## Work instructions
Would you please repeat the data exactly as given?

## Listed records
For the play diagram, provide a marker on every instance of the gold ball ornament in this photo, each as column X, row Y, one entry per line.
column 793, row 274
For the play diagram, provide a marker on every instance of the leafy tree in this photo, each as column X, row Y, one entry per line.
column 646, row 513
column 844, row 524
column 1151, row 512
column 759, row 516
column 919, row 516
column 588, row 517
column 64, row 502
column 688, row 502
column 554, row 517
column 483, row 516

## Solution to the problem
For the play diagram, provide a marker on every instance of the gold ball ornament in this photo, each as column X, row Y, one entry per line.
column 793, row 274
For the play diagram, provide a marker on every instance of the leafy tree in this photo, each as column X, row Y, one entry per line.
column 646, row 513
column 844, row 524
column 1151, row 512
column 759, row 516
column 919, row 516
column 588, row 517
column 64, row 502
column 688, row 502
column 554, row 517
column 483, row 516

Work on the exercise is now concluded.